Set problem -
Return every line of the rows below that contains the word "black".

[Pointing records]

== == ==

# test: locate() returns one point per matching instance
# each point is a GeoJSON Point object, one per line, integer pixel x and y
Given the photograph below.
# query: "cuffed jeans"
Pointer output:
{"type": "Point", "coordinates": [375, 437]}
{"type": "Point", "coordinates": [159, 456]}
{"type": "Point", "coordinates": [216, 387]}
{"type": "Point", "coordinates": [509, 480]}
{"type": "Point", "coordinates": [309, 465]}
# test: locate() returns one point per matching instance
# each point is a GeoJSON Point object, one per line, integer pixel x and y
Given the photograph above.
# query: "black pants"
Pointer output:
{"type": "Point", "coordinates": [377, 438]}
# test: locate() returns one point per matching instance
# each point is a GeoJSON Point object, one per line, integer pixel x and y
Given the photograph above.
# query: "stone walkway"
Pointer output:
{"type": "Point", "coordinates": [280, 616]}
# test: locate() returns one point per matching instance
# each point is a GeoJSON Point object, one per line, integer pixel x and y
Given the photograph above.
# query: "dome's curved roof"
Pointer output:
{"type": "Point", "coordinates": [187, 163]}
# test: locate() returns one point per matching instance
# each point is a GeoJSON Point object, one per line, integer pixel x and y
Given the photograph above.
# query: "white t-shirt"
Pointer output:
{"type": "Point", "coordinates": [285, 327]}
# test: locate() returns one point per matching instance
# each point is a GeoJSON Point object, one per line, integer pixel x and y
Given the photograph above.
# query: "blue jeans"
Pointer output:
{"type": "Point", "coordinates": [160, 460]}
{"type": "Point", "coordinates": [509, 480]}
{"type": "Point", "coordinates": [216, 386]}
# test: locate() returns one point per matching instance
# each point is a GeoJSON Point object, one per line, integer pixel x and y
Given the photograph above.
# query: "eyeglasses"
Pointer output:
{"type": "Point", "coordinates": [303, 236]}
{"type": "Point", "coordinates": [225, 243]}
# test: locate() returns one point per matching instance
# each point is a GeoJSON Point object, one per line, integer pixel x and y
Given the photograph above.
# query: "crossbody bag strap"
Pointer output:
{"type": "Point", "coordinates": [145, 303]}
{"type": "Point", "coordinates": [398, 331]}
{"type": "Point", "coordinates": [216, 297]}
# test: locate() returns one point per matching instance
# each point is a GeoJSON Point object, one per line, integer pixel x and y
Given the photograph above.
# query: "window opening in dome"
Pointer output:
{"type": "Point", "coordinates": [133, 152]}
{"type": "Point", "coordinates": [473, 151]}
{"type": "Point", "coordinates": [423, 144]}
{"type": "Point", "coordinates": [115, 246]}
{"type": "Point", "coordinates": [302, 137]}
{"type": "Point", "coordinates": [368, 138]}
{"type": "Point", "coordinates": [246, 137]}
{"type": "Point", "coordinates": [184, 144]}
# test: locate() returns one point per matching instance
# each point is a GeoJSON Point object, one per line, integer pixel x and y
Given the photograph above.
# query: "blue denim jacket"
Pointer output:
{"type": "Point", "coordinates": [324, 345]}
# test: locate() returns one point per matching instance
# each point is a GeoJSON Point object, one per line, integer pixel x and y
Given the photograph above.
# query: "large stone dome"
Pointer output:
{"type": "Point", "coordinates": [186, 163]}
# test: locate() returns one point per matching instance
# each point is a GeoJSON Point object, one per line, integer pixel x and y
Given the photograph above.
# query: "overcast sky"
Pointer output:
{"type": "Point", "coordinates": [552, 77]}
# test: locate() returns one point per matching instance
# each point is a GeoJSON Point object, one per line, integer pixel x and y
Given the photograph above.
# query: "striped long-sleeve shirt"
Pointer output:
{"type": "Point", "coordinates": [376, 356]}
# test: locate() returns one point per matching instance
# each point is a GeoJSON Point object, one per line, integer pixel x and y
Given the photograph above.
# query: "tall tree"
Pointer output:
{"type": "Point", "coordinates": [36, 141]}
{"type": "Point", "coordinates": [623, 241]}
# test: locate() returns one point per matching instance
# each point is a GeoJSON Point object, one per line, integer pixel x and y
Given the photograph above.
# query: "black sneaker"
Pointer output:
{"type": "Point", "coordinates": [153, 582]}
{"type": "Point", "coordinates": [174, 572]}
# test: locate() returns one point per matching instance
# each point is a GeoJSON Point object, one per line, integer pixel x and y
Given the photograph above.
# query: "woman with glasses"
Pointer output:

== == ==

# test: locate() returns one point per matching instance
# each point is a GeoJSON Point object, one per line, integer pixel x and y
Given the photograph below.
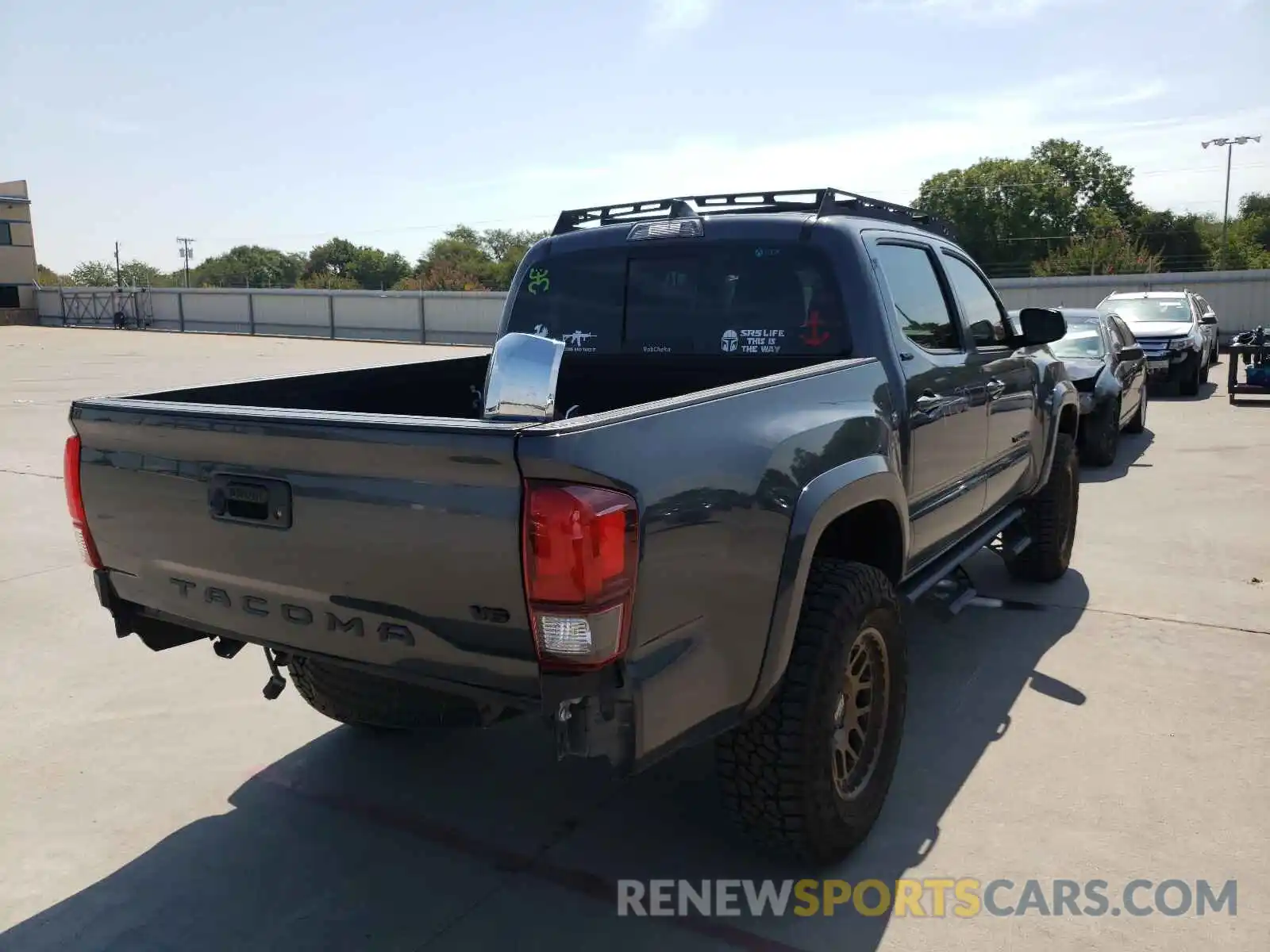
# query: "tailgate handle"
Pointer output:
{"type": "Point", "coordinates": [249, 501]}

== == ==

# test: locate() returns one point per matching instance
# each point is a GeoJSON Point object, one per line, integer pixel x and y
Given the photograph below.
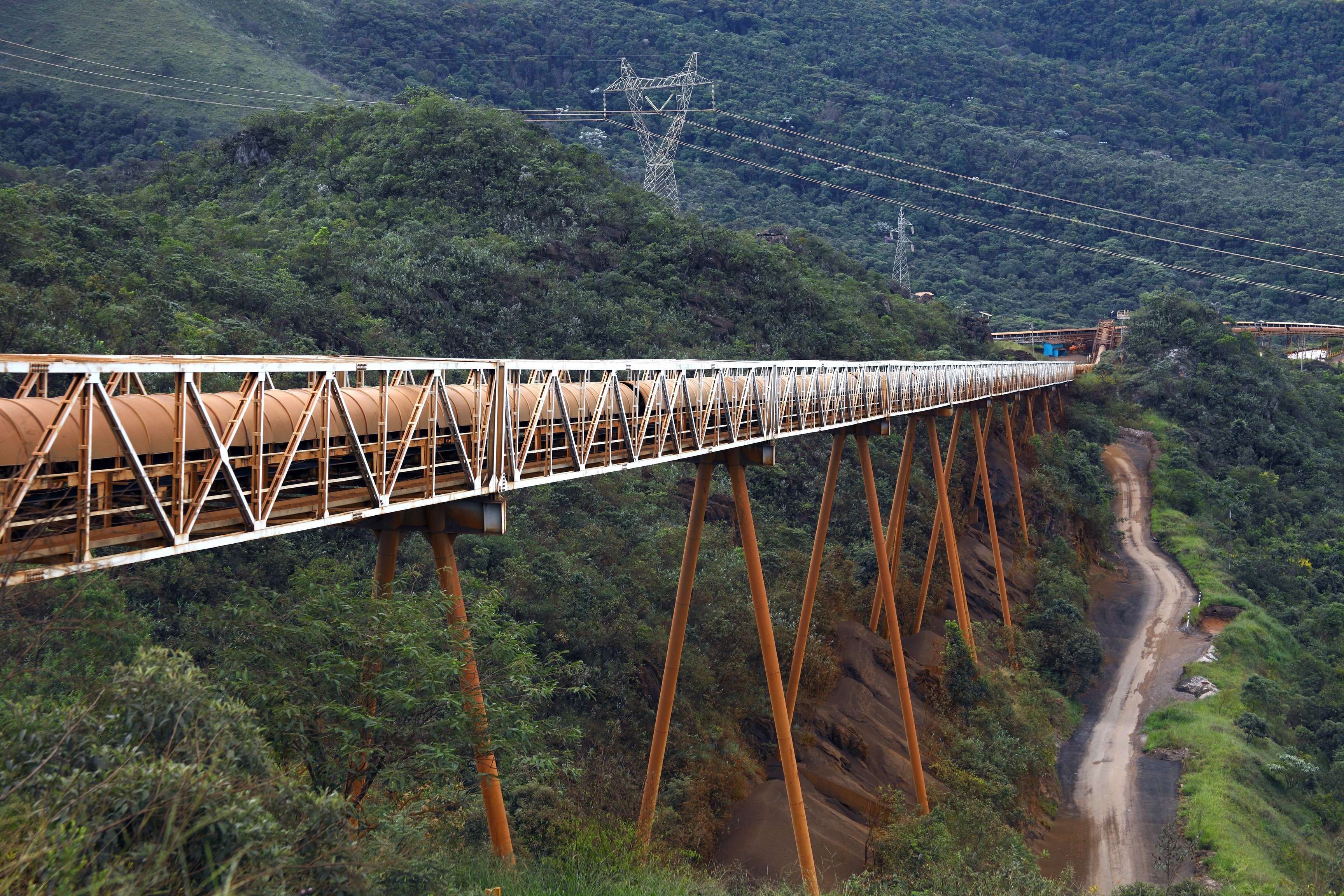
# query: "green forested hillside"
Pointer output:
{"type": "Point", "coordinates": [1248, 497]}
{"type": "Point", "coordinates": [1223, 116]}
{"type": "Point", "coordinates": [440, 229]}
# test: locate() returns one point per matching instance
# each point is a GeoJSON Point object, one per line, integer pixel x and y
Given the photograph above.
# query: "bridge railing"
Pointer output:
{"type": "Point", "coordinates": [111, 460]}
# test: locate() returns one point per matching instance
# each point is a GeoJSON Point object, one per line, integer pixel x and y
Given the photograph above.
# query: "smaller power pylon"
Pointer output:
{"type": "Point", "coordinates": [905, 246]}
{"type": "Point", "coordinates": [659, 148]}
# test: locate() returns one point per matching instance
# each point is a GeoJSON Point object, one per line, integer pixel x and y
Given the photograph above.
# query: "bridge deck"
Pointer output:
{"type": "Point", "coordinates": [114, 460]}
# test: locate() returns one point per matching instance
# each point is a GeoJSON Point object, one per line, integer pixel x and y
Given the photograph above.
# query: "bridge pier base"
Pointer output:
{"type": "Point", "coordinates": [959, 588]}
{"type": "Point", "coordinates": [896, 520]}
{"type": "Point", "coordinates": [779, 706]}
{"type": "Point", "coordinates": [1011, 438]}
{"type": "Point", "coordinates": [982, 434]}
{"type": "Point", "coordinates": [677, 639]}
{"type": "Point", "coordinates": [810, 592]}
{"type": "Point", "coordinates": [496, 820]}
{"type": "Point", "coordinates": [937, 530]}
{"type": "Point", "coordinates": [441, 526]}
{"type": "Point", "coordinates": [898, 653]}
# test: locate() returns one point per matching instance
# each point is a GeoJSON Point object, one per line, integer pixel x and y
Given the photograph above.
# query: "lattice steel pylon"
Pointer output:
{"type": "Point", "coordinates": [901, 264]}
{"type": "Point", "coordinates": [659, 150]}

== == ==

Worked solution -
# query: "black pants"
# query: "black sneaker"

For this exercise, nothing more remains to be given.